• FRAGMENTO SELECCIONADO:

○ ○ ○ ○ ○

El llamado espacio de la deliberación pública, abierto y plural por definición, en ocasiones, no pocas, se presenta como un ámbito propicio para las adhesiones inquebrantables o para la sumisión o el vasallaje. Hoy, en tiempo de pandemia, de excepcionalidad, lo comprobamos a diario en tantas latitudes, también por supuesto por estos pagos.
El espacio público debiera ser un ambiente en el que, como enseña la teoría, se expresen las diferentes dimensiones de la realidad sobre las que debatir y razonar en cada caso. En su lugar, los frentes ideológicos, más cerrados cada vez, mueven sus peones mediáticos y su artillería pesada para silenciar, excluir o laminar, si es posible, al diferente, al disidente o al crítico con el pensamiento dominante.

○ ○ ○ ○ ○

• DATOS PROPORCIONADOS:

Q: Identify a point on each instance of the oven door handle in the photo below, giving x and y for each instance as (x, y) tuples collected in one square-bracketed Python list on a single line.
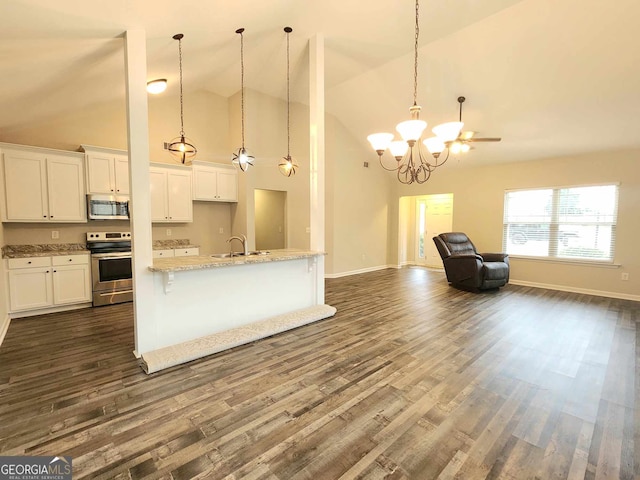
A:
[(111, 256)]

○ ○ ○ ○ ○

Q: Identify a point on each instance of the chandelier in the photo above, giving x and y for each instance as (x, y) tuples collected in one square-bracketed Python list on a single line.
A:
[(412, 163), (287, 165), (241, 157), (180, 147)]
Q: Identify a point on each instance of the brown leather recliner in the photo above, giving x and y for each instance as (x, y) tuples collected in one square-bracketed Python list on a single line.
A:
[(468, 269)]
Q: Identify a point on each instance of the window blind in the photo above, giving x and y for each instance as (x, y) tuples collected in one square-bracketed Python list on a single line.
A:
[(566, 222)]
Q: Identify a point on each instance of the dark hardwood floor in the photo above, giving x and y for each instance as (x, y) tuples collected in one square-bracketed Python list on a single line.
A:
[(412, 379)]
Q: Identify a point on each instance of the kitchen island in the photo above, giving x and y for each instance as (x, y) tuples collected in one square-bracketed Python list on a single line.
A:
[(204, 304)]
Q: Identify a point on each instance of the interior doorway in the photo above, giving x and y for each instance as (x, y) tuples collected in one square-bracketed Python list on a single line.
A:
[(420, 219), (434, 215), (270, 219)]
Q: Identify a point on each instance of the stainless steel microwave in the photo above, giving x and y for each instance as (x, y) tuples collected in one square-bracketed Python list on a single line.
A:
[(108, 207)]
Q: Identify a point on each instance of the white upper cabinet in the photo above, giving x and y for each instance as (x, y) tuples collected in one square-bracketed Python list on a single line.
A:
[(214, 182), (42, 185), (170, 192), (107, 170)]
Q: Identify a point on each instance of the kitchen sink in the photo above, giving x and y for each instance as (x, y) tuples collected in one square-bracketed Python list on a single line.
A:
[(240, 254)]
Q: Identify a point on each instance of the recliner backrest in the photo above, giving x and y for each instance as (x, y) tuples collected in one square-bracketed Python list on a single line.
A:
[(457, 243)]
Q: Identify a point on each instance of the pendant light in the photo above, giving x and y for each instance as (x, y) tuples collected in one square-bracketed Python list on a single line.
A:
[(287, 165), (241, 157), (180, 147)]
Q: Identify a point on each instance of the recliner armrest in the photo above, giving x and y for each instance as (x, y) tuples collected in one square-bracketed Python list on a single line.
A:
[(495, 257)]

○ ○ ○ ○ ○

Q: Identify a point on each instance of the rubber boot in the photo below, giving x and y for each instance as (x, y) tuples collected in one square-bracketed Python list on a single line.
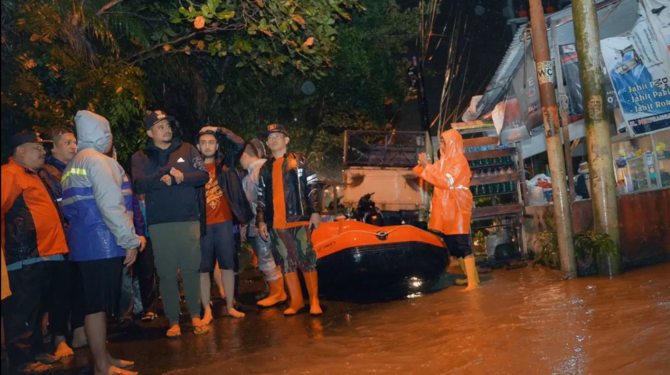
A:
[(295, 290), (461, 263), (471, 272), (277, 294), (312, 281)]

○ ○ ○ ○ ○

Vuelve a escribir completo el fragmento seleccionado de más arriba sobre el espacio público, sin cambiarle ni una palabra ni un signo.

El llamado espacio de la deliberación pública, abierto y plural por definición, en ocasiones, no pocas, se presenta como un ámbito propicio para las adhesiones inquebrantables o para la sumisión o el vasallaje. Hoy, en tiempo de pandemia, de excepcionalidad, lo comprobamos a diario en tantas latitudes, también por supuesto por estos pagos.
El espacio público debiera ser un ambiente en el que, como enseña la teoría, se expresen las diferentes dimensiones de la realidad sobre las que debatir y razonar en cada caso. En su lugar, los frentes ideológicos, más cerrados cada vez, mueven sus peones mediáticos y su artillería pesada para silenciar, excluir o laminar, si es posible, al diferente, al disidente o al crítico con el pensamiento dominante.